# Given exercise:
State how many lines in the records contain the string "blue", and give only that number.

(Point placement records)
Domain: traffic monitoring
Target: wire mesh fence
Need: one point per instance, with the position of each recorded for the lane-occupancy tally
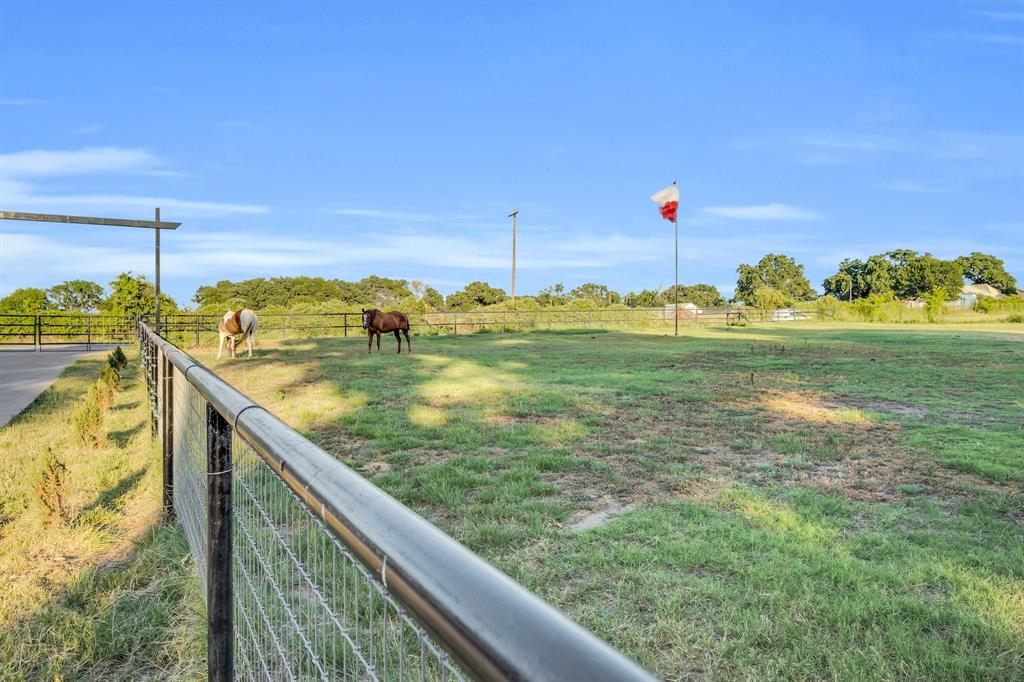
(302, 595)
(310, 572)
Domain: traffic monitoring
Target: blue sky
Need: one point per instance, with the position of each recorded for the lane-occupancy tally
(348, 139)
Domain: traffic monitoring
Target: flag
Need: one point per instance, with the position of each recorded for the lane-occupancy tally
(669, 200)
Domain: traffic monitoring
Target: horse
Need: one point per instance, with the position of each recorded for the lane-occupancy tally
(376, 322)
(242, 322)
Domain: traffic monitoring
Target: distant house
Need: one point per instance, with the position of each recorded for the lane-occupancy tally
(980, 291)
(686, 310)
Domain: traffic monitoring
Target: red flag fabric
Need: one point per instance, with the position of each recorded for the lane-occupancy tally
(668, 201)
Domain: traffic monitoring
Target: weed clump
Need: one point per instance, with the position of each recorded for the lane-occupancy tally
(110, 377)
(88, 419)
(51, 487)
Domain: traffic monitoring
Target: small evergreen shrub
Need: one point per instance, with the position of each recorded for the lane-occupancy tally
(88, 420)
(51, 487)
(104, 394)
(110, 377)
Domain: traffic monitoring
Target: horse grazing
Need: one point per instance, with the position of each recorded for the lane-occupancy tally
(242, 322)
(376, 322)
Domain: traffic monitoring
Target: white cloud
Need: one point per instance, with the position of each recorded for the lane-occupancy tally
(16, 193)
(19, 102)
(385, 214)
(43, 163)
(995, 15)
(924, 187)
(761, 212)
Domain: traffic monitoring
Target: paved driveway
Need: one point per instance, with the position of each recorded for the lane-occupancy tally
(24, 375)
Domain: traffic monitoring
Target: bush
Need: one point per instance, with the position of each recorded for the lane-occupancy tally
(104, 394)
(88, 419)
(876, 307)
(51, 486)
(826, 306)
(935, 301)
(110, 377)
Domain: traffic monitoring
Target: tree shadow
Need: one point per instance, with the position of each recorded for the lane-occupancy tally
(110, 498)
(124, 436)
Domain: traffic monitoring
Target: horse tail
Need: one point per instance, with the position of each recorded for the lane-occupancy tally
(249, 323)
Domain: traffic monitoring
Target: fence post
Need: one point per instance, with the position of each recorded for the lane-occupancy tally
(167, 417)
(219, 598)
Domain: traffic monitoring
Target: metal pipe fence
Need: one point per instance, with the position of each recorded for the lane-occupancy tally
(311, 572)
(54, 331)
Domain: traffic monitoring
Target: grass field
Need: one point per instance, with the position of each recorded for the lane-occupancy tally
(785, 502)
(109, 593)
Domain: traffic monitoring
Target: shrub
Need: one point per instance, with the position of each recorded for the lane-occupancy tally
(826, 306)
(110, 377)
(51, 486)
(935, 300)
(875, 307)
(88, 420)
(104, 394)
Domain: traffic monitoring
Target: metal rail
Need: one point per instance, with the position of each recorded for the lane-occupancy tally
(492, 628)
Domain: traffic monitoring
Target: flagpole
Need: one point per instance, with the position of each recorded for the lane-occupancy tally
(675, 222)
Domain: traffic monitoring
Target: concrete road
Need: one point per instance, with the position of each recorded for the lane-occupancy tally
(24, 375)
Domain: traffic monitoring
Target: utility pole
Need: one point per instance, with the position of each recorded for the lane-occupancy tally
(157, 284)
(513, 214)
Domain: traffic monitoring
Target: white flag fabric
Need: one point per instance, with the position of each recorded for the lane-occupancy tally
(666, 196)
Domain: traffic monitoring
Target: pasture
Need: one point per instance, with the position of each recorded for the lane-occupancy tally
(742, 503)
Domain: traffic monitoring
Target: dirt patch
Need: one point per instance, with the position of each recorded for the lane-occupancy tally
(886, 407)
(590, 518)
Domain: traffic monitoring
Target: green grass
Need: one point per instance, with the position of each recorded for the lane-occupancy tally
(110, 594)
(785, 502)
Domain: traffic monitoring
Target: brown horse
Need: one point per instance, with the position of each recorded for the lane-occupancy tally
(376, 322)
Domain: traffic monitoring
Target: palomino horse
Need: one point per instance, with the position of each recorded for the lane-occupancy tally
(376, 322)
(241, 322)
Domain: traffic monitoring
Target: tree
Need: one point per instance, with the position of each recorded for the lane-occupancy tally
(768, 299)
(459, 301)
(774, 271)
(595, 292)
(554, 295)
(433, 298)
(859, 280)
(25, 301)
(983, 268)
(701, 295)
(77, 295)
(480, 293)
(928, 273)
(647, 298)
(133, 295)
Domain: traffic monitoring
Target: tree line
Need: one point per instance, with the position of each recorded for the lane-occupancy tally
(776, 281)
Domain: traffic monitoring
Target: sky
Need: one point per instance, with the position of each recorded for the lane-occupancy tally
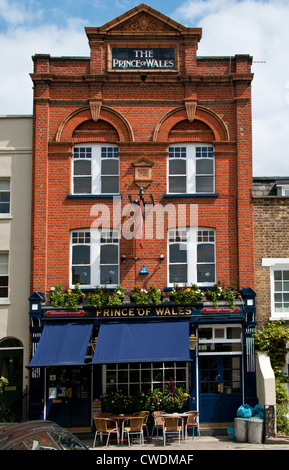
(259, 28)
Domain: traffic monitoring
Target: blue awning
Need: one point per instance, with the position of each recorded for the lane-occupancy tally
(152, 341)
(62, 344)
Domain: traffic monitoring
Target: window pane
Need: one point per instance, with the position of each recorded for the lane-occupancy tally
(109, 184)
(178, 253)
(81, 254)
(109, 167)
(4, 263)
(206, 273)
(109, 274)
(82, 167)
(177, 273)
(204, 166)
(205, 253)
(177, 167)
(204, 184)
(82, 185)
(177, 184)
(109, 254)
(81, 275)
(4, 185)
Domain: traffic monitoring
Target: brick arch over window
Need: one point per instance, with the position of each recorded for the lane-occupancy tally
(205, 115)
(77, 117)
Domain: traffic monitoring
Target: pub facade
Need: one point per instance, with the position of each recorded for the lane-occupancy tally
(142, 240)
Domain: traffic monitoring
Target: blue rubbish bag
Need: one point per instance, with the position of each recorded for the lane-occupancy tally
(245, 411)
(258, 412)
(231, 432)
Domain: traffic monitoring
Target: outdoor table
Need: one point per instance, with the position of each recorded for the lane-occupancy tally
(183, 417)
(120, 418)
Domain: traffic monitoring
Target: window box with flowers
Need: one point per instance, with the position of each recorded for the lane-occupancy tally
(105, 296)
(143, 296)
(69, 299)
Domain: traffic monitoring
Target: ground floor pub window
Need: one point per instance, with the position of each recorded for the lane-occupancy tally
(146, 376)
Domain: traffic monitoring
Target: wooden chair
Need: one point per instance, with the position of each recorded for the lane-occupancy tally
(171, 426)
(144, 415)
(158, 421)
(135, 426)
(103, 426)
(192, 422)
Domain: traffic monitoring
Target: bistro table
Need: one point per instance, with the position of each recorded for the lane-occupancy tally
(182, 416)
(120, 418)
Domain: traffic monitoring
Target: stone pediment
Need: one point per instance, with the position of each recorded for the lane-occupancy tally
(142, 20)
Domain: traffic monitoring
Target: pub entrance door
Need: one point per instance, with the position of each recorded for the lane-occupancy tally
(220, 380)
(68, 396)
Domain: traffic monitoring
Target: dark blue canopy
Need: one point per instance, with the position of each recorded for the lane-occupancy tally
(62, 344)
(152, 341)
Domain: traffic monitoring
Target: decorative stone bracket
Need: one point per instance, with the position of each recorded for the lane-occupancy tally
(143, 171)
(191, 107)
(95, 107)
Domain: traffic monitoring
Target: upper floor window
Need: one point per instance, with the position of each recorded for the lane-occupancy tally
(95, 169)
(95, 257)
(4, 275)
(191, 256)
(191, 168)
(279, 280)
(5, 196)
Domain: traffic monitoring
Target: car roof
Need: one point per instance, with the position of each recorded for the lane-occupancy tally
(15, 432)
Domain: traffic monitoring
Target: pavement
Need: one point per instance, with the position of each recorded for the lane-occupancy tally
(203, 443)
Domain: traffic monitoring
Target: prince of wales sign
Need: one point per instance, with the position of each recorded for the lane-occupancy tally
(146, 59)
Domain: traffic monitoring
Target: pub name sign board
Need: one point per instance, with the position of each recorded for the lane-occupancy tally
(131, 58)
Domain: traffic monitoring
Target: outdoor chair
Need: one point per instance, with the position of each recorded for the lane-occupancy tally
(104, 426)
(192, 422)
(171, 426)
(134, 426)
(144, 415)
(158, 421)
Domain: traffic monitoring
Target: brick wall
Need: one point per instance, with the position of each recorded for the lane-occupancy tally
(271, 224)
(143, 118)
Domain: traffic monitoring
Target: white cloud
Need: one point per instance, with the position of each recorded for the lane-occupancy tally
(17, 48)
(259, 28)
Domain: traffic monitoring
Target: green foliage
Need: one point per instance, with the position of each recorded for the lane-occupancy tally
(273, 339)
(144, 296)
(102, 297)
(188, 295)
(69, 299)
(3, 383)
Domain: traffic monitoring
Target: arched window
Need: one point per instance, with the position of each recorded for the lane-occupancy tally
(191, 168)
(95, 169)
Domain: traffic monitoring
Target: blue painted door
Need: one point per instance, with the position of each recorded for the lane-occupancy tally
(220, 388)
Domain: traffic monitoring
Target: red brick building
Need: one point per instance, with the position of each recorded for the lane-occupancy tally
(142, 174)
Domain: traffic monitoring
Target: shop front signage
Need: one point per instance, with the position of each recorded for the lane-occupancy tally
(55, 313)
(131, 58)
(138, 312)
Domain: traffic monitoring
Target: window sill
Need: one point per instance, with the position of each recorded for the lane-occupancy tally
(191, 195)
(91, 196)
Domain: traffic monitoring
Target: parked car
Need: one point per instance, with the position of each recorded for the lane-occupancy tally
(37, 435)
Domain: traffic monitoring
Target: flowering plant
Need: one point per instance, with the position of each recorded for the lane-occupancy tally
(169, 398)
(69, 299)
(106, 297)
(188, 295)
(143, 296)
(3, 383)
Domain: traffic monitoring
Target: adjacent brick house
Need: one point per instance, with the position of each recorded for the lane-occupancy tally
(145, 120)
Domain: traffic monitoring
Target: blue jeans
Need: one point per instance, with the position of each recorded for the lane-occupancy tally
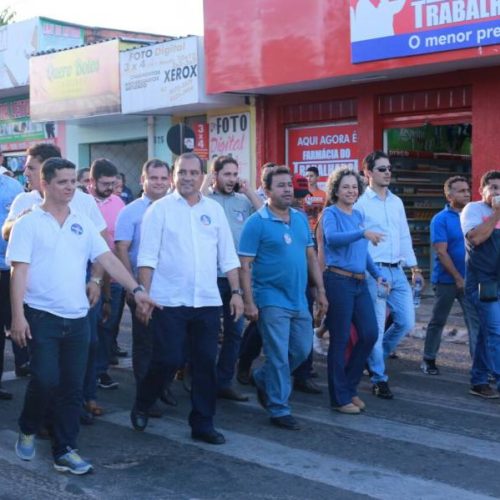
(487, 354)
(231, 342)
(287, 340)
(446, 293)
(59, 349)
(174, 330)
(106, 330)
(400, 302)
(349, 302)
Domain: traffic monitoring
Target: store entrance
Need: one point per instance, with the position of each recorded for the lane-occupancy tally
(423, 157)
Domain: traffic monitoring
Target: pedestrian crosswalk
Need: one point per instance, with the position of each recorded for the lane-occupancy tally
(432, 442)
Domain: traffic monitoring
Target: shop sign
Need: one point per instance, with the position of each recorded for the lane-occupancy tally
(326, 147)
(385, 29)
(19, 40)
(201, 140)
(17, 131)
(76, 83)
(230, 135)
(160, 76)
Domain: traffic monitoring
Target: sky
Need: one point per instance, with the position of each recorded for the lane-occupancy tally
(163, 17)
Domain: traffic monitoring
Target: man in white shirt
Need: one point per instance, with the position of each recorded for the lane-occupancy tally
(48, 250)
(384, 212)
(185, 238)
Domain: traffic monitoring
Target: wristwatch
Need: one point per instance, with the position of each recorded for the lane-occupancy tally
(139, 288)
(96, 280)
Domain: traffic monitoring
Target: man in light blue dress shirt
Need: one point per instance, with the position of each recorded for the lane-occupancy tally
(384, 212)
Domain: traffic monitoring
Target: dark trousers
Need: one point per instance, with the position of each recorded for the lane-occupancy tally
(106, 330)
(174, 329)
(21, 355)
(59, 349)
(231, 341)
(445, 296)
(349, 302)
(90, 383)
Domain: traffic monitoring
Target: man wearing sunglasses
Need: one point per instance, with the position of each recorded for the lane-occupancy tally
(384, 212)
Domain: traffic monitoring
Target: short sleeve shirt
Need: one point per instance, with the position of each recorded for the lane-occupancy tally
(57, 257)
(445, 228)
(279, 269)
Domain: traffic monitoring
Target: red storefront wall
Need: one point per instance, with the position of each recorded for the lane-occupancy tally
(276, 46)
(458, 97)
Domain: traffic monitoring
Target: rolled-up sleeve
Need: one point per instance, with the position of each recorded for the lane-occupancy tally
(151, 236)
(227, 258)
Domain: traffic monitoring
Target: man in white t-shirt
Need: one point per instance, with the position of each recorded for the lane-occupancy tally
(480, 222)
(48, 250)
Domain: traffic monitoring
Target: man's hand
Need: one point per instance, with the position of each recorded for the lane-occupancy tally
(322, 305)
(236, 306)
(250, 310)
(460, 283)
(417, 275)
(145, 305)
(374, 237)
(20, 331)
(93, 293)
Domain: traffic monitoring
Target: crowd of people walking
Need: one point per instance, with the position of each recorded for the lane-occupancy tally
(200, 258)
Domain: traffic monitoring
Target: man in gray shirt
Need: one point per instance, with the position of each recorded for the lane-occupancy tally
(239, 201)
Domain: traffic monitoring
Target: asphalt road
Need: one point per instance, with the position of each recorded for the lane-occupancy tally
(433, 441)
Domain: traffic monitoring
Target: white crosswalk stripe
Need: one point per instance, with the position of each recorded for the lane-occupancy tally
(376, 482)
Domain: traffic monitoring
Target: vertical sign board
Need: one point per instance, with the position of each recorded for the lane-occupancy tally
(385, 29)
(326, 147)
(230, 135)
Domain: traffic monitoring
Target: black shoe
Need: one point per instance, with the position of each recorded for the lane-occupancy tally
(381, 390)
(118, 351)
(23, 370)
(429, 367)
(261, 394)
(5, 395)
(308, 386)
(155, 411)
(139, 419)
(86, 418)
(168, 398)
(286, 422)
(113, 361)
(212, 437)
(484, 391)
(231, 394)
(104, 381)
(243, 376)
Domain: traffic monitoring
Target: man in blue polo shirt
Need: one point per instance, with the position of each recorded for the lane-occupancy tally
(448, 273)
(277, 255)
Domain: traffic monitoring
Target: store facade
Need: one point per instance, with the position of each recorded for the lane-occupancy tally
(336, 80)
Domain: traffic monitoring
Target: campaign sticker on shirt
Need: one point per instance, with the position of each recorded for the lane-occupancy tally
(76, 228)
(239, 216)
(206, 220)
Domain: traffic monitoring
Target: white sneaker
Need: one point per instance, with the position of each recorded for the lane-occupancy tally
(320, 346)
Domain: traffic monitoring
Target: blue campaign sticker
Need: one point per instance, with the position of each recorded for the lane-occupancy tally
(206, 220)
(76, 228)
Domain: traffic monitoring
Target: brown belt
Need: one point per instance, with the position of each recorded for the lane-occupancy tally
(343, 272)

# Correct result:
9